# What is required:
Convert the material below, from the line containing "Label check: the above image was tagged as containing the pipe." through the line containing "252;202;262;209", into a Markdown table with the columns Row and Material line, numbering rows sequentially from 1 and omitting blank lines.
---------- Provided records
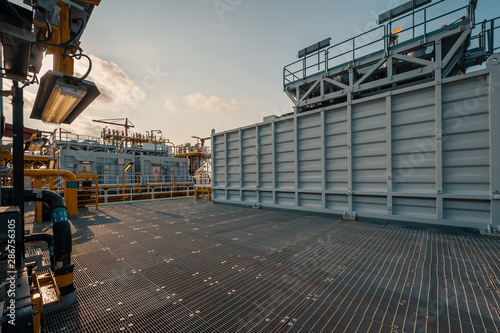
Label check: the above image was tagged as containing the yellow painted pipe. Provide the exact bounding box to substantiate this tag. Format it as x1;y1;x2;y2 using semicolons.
24;169;78;216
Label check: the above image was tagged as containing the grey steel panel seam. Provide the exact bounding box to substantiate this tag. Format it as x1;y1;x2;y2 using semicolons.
320;112;326;209
238;127;243;201
224;132;229;200
347;85;354;212
293;113;300;206
271;119;276;204
255;124;260;203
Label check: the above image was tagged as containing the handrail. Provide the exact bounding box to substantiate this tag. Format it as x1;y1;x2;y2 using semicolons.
283;0;476;89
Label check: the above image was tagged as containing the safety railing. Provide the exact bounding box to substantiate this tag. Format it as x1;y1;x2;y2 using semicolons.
283;0;476;88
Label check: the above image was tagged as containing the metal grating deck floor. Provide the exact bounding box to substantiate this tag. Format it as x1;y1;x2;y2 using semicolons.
35;199;500;333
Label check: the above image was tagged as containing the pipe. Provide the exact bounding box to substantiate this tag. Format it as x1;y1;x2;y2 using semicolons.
12;81;24;268
2;187;76;296
24;169;78;216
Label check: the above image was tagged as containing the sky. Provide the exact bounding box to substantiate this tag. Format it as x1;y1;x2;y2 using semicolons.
4;0;500;144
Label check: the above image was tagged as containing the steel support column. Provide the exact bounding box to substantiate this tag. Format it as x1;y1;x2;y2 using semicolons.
12;81;24;264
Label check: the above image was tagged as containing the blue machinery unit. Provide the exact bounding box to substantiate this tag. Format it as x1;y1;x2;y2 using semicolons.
212;1;500;233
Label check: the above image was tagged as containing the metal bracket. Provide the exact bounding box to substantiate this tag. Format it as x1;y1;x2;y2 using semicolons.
252;202;262;209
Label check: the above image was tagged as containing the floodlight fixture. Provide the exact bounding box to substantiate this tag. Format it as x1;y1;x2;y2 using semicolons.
31;71;100;125
298;38;332;58
378;0;432;24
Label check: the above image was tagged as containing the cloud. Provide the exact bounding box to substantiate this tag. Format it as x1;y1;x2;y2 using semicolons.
183;93;238;112
164;98;175;111
75;55;146;111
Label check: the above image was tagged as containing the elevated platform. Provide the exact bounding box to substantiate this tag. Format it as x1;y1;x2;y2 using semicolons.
283;0;500;113
31;199;500;333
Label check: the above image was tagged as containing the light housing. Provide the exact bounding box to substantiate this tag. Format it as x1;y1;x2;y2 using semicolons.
30;71;100;124
378;0;432;24
297;38;331;58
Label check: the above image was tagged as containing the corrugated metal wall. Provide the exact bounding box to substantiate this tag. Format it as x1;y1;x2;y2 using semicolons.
212;59;500;230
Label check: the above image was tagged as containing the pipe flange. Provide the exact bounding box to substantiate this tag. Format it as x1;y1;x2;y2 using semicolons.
486;54;500;67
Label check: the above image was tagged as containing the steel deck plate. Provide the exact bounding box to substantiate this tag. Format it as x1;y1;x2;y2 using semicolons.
33;199;500;333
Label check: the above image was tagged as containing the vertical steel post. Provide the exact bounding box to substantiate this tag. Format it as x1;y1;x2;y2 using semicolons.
12;81;24;261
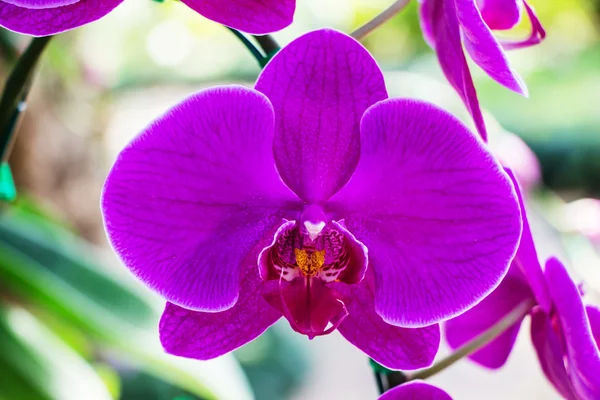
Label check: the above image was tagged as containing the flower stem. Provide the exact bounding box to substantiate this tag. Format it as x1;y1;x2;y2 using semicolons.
0;36;52;162
408;299;535;381
227;27;266;68
350;0;410;40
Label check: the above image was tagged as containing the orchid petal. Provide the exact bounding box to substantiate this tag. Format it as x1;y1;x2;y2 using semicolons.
0;0;123;36
545;258;600;399
502;2;546;50
379;381;452;400
455;0;527;96
330;99;521;327
159;264;281;360
504;168;552;312
181;0;296;35
336;270;440;370
420;0;487;141
102;86;294;311
263;277;348;339
531;307;578;400
256;29;387;203
585;306;600;348
445;266;533;369
477;0;523;30
1;0;80;8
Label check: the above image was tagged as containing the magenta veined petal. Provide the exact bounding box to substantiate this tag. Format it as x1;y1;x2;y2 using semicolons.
476;0;523;30
445;265;533;369
379;381;452;400
336;270;440;370
531;307;577;400
102;86;300;311
545;258;600;399
159;263;281;360
455;0;527;96
502;1;546;50
330;99;521;327
505;168;552;312
0;0;80;8
256;29;387;203
0;0;123;36
420;0;487;141
585;306;600;348
181;0;296;35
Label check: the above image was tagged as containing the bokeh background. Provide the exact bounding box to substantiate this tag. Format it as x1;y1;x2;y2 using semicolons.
0;0;600;400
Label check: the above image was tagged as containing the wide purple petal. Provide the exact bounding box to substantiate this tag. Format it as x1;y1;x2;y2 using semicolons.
379;381;452;400
545;258;600;399
336;270;440;370
330;100;521;327
505;168;552;312
181;0;296;35
585;306;600;348
531;307;578;400
102;86;299;311
420;0;487;141
256;29;387;203
159;264;281;360
477;0;523;30
0;0;123;36
455;0;527;96
445;265;533;369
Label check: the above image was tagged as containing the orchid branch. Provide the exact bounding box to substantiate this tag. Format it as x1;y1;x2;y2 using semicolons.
254;35;281;59
0;36;52;162
350;0;410;40
408;299;535;381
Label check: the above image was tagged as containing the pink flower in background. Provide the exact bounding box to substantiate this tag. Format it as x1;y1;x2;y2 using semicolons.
0;0;123;36
379;381;452;400
102;30;520;369
181;0;296;35
446;170;600;400
420;0;546;140
0;0;296;36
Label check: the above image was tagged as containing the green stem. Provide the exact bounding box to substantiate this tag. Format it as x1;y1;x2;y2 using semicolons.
254;35;281;58
408;299;535;381
350;0;410;40
0;36;52;162
227;27;266;68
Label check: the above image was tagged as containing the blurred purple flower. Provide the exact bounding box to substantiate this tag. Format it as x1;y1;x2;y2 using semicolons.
379;381;452;400
0;0;123;36
446;173;600;400
102;30;520;369
0;0;296;36
420;0;546;140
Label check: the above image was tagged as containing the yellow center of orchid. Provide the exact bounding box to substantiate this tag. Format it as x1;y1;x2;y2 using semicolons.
294;249;325;277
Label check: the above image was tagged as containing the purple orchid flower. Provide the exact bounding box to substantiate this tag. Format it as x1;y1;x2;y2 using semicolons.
181;0;296;35
0;0;296;36
420;0;546;141
0;0;123;36
102;30;521;369
379;381;452;400
446;171;600;400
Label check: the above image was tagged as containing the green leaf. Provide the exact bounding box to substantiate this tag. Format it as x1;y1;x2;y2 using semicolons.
0;307;112;400
0;210;252;400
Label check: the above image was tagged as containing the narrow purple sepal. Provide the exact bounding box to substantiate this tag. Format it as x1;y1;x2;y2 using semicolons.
330;99;521;327
379;381;452;400
0;0;123;36
256;29;387;203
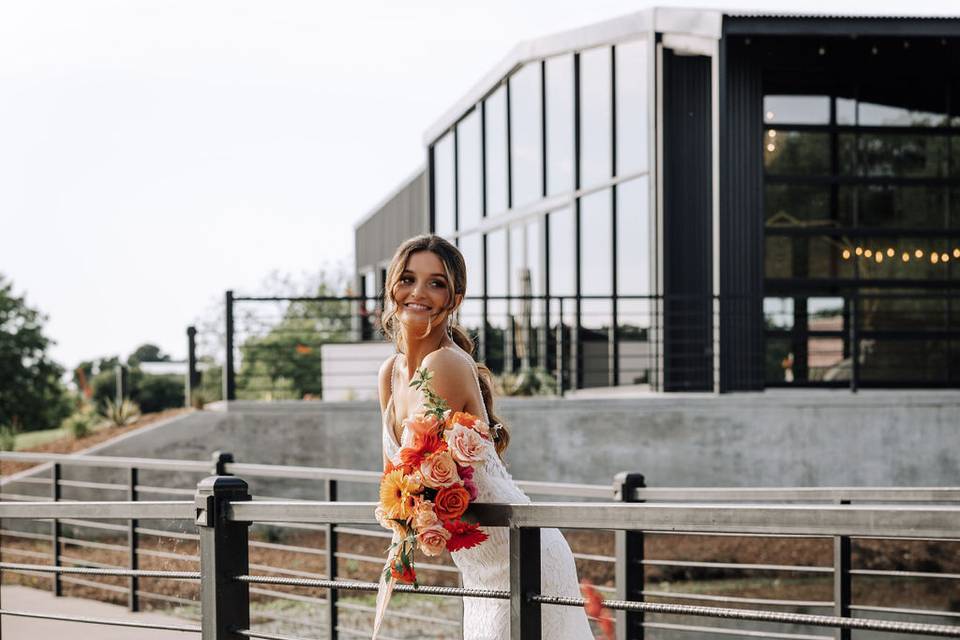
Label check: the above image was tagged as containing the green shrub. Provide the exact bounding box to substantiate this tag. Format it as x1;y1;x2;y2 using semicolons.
0;424;18;451
63;405;100;440
103;399;140;427
138;375;183;413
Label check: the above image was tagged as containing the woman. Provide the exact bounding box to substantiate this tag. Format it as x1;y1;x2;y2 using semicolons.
380;235;593;640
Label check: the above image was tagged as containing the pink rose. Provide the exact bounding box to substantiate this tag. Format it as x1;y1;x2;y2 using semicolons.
420;451;460;489
445;424;486;466
417;523;450;556
413;500;439;531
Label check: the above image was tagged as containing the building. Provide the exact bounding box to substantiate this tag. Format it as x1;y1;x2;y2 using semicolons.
356;8;960;391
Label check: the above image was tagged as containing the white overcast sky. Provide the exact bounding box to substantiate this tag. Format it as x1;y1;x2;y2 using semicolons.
0;0;958;367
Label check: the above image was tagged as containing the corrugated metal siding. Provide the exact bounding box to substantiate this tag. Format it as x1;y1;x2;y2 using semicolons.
663;49;713;391
354;171;429;273
720;39;764;391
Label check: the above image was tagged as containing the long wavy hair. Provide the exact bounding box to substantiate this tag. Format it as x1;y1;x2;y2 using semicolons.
380;235;510;456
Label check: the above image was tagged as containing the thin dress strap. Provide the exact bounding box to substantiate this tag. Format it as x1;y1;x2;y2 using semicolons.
447;346;493;427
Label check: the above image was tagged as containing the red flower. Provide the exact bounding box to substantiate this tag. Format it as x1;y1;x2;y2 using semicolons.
443;520;487;551
400;433;447;468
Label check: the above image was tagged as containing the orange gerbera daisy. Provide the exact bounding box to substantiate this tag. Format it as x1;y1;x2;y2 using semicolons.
380;469;420;520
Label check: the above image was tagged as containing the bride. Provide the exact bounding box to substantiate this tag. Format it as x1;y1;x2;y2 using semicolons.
379;235;593;640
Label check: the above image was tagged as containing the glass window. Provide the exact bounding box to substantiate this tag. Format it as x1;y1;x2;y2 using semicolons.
547;207;577;298
510;62;543;207
580;47;613;187
483;87;509;215
617;176;653;296
763;129;830;176
580;189;613;296
614;40;649;176
457;110;483;230
458;233;483;338
763;95;830;124
433;132;456;236
545;54;574;195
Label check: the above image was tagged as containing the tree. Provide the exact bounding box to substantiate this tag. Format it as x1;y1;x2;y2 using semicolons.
0;274;72;431
127;343;170;367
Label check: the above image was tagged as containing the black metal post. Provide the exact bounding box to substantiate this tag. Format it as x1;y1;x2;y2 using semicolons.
324;478;338;640
833;500;853;640
195;476;250;640
50;462;63;596
127;467;140;611
223;291;237;400
510;527;542;640
613;471;646;640
183;327;200;407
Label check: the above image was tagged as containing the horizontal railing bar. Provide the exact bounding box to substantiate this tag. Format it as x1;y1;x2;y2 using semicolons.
0;501;196;520
634;487;960;502
643;622;833;640
0;451;210;473
0;547;50;560
234;575;510;600
227;502;960;538
137;549;200;562
530;595;960;638
337;600;463;628
137;525;200;542
850;569;960;580
0;609;200;633
56;479;127;491
850;604;960;618
250;587;327;604
0;557;201;580
640;560;833;573
249;540;327;556
60;536;129;551
641;589;833;607
60;576;130;593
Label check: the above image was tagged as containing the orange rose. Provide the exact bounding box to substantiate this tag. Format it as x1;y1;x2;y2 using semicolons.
433;484;470;520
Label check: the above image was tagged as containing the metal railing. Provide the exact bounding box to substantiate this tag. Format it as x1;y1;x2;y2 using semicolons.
0;476;960;640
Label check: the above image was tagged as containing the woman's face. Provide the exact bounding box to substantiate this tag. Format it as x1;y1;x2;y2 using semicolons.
394;251;453;332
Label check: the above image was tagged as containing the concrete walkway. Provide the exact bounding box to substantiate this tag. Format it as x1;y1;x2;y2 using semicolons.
0;585;200;640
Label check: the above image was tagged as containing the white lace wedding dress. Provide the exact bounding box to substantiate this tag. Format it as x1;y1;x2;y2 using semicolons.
383;347;593;640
--------------------
# Complete output:
| Row | Material line |
|---|---|
| 1 | Label check: the above image was tagged as containing the pipe. Provide the exact bounding box to substantiate this tag. Format it as x1;y1;x2;y2 using semicolons. |
| 2 | 12;81;24;268 |
| 3 | 2;187;76;296 |
| 4 | 24;169;78;216 |
| 5 | Label check: the above image was tagged as containing the sky. Provide the exact bounding box to substantiate this tag. Format it as x1;y1;x2;y2 using semicolons. |
| 6 | 4;0;500;144 |
| 7 | Label check: the above image was tagged as containing the steel support column. Provide the exact bounding box to substantiate this tag. Format it as x1;y1;x2;y2 using semicolons. |
| 8 | 12;81;24;264 |
| 9 | Label check: the above image was tagged as containing the blue machinery unit. Provide the exact bounding box to substantiate this tag. Format it as x1;y1;x2;y2 using semicolons. |
| 10 | 212;1;500;233 |
| 11 | Label check: the above image was tagged as containing the metal bracket. Provide the exact bounding box to substantiate this tag. Format it as x1;y1;x2;y2 using semicolons. |
| 12 | 252;202;262;209 |